_Set problem_:
Rewrite each of the rows below, swapping "per instance" for "for each instance" and leaving everything else as it is.

:::::

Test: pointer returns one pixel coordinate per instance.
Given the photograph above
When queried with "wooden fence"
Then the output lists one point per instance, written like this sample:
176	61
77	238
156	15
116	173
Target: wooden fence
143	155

:::::

_The response_:
Test: pointer returns one pixel coordinate for each instance.
Given the photograph above
When queried with "wooden fence"
Then the output lists one point for each instance, written like this sample:
176	61
77	238
156	15
116	173
Target: wooden fence
143	155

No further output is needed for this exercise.